For this exercise, restate every line below word for word and drop the images.

Data for analysis:

━━━━━━━━━━━━━━━━━━━━━━━━━━━━━━

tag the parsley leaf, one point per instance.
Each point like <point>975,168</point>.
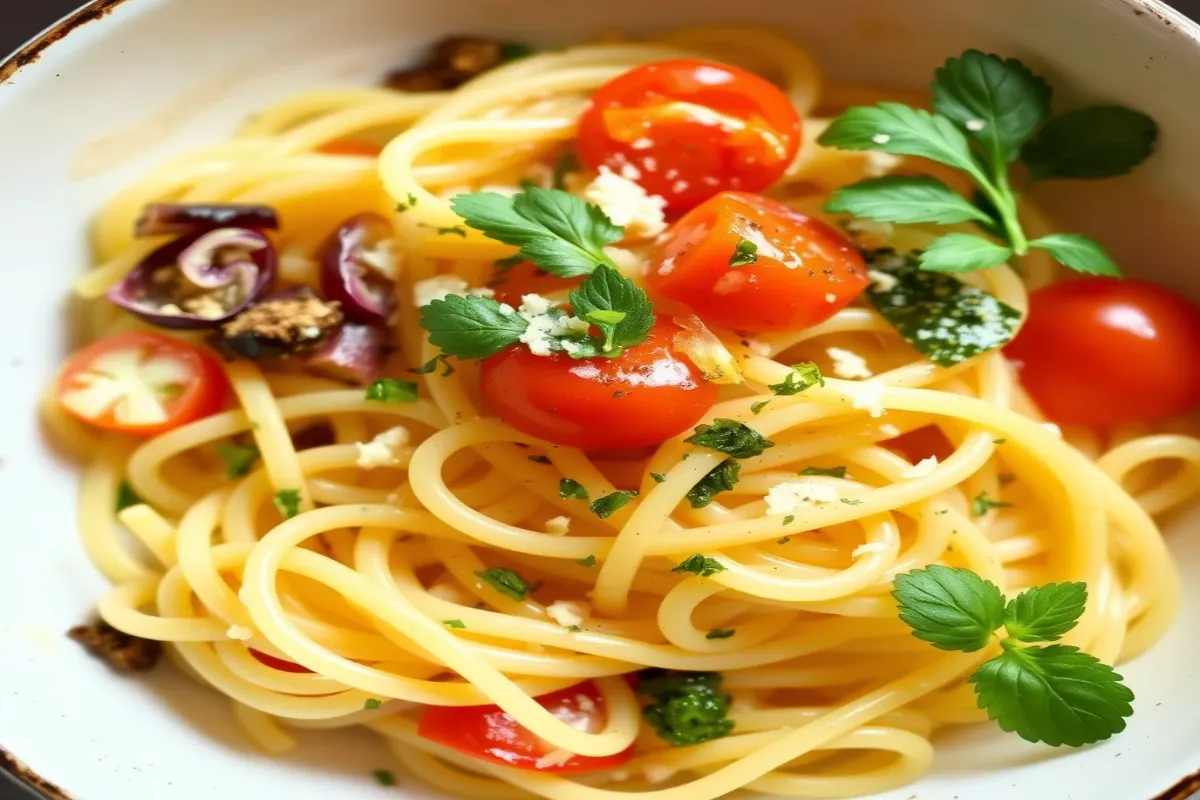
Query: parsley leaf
<point>1079,252</point>
<point>1056,695</point>
<point>952,609</point>
<point>963,253</point>
<point>507,582</point>
<point>720,479</point>
<point>238,458</point>
<point>472,326</point>
<point>389,390</point>
<point>288,503</point>
<point>1097,142</point>
<point>611,504</point>
<point>999,102</point>
<point>571,489</point>
<point>904,198</point>
<point>730,437</point>
<point>700,565</point>
<point>607,293</point>
<point>745,253</point>
<point>556,230</point>
<point>1045,613</point>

━━━━━━━━━━━━━━━━━━━━━━━━━━━━━━

Expected answer:
tag the parsley leaf, one point per instance.
Each point like <point>975,168</point>.
Query: parsley leaf
<point>1079,252</point>
<point>1056,695</point>
<point>952,609</point>
<point>963,253</point>
<point>507,582</point>
<point>720,479</point>
<point>238,458</point>
<point>472,326</point>
<point>389,390</point>
<point>288,503</point>
<point>1097,142</point>
<point>611,504</point>
<point>999,102</point>
<point>571,489</point>
<point>904,198</point>
<point>730,437</point>
<point>700,565</point>
<point>607,293</point>
<point>745,253</point>
<point>556,230</point>
<point>1045,613</point>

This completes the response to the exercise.